Instructions to follow:
Set down exactly the lines that run from the line with "Objective — one point per instance of the high-visibility" to the end of the data, and nothing else.

[Data listing]
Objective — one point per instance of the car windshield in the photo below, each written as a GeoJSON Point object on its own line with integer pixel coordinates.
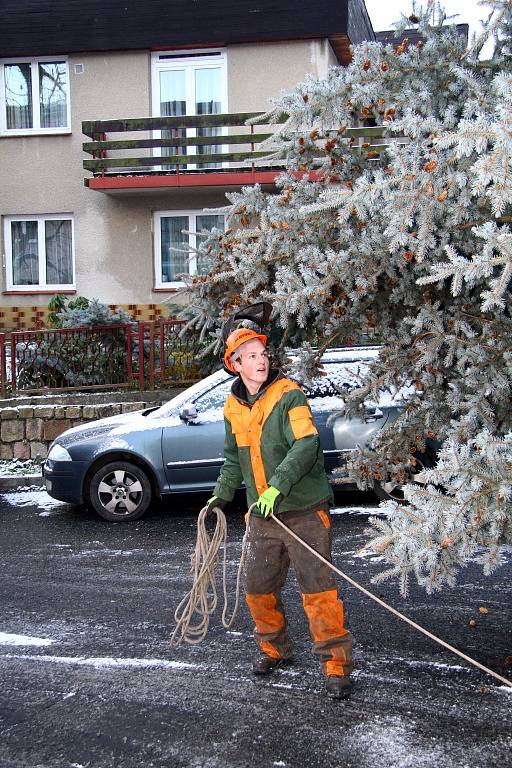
{"type": "Point", "coordinates": [344, 371]}
{"type": "Point", "coordinates": [196, 395]}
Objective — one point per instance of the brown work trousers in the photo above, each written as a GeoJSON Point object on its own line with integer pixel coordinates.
{"type": "Point", "coordinates": [270, 550]}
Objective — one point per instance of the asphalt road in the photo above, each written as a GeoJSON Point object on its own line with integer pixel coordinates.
{"type": "Point", "coordinates": [108, 690]}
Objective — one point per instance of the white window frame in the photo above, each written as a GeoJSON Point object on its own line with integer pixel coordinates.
{"type": "Point", "coordinates": [192, 239]}
{"type": "Point", "coordinates": [42, 285]}
{"type": "Point", "coordinates": [212, 58]}
{"type": "Point", "coordinates": [36, 130]}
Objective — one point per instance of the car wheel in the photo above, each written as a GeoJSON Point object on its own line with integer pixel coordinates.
{"type": "Point", "coordinates": [393, 489]}
{"type": "Point", "coordinates": [120, 491]}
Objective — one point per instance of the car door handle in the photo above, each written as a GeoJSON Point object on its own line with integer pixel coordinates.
{"type": "Point", "coordinates": [373, 415]}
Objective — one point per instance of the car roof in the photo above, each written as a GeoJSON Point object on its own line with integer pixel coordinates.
{"type": "Point", "coordinates": [343, 355]}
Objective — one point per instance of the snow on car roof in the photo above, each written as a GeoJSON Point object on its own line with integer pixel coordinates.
{"type": "Point", "coordinates": [348, 374]}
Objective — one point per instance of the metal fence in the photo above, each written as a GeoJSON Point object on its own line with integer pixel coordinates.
{"type": "Point", "coordinates": [165, 358]}
{"type": "Point", "coordinates": [71, 358]}
{"type": "Point", "coordinates": [3, 365]}
{"type": "Point", "coordinates": [143, 355]}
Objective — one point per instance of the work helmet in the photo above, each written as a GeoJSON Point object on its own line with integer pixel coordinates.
{"type": "Point", "coordinates": [235, 340]}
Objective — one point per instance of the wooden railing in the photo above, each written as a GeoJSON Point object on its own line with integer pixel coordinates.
{"type": "Point", "coordinates": [198, 143]}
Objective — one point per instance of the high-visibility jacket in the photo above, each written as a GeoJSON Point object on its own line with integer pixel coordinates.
{"type": "Point", "coordinates": [273, 441]}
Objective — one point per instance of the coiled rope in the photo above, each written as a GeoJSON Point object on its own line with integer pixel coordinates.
{"type": "Point", "coordinates": [199, 601]}
{"type": "Point", "coordinates": [202, 599]}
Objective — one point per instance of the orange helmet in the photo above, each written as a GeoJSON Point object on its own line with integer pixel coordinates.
{"type": "Point", "coordinates": [236, 339]}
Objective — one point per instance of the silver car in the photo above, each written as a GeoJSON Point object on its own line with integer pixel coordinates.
{"type": "Point", "coordinates": [117, 465]}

Completed task:
Objective — one point per instance of the high-visibility jacket in the photo above, each written as a GeoJSON Point object on its own line with integer pixel coordinates.
{"type": "Point", "coordinates": [273, 441]}
Objective — one point per instance of the coiled rope in the photo above, each written as a GeoJSON Point object on its own line with integer pixel coordinates.
{"type": "Point", "coordinates": [199, 601]}
{"type": "Point", "coordinates": [202, 599]}
Objective — one point per instance of the orange helmet in the photo above, each written as a GeoJSON Point object on its own line with integer pixel coordinates.
{"type": "Point", "coordinates": [236, 339]}
Objective — one point per instance of the silver car in the photo above, each written as a GeoJSON Point object on its own line with integer pixel coordinates.
{"type": "Point", "coordinates": [117, 465]}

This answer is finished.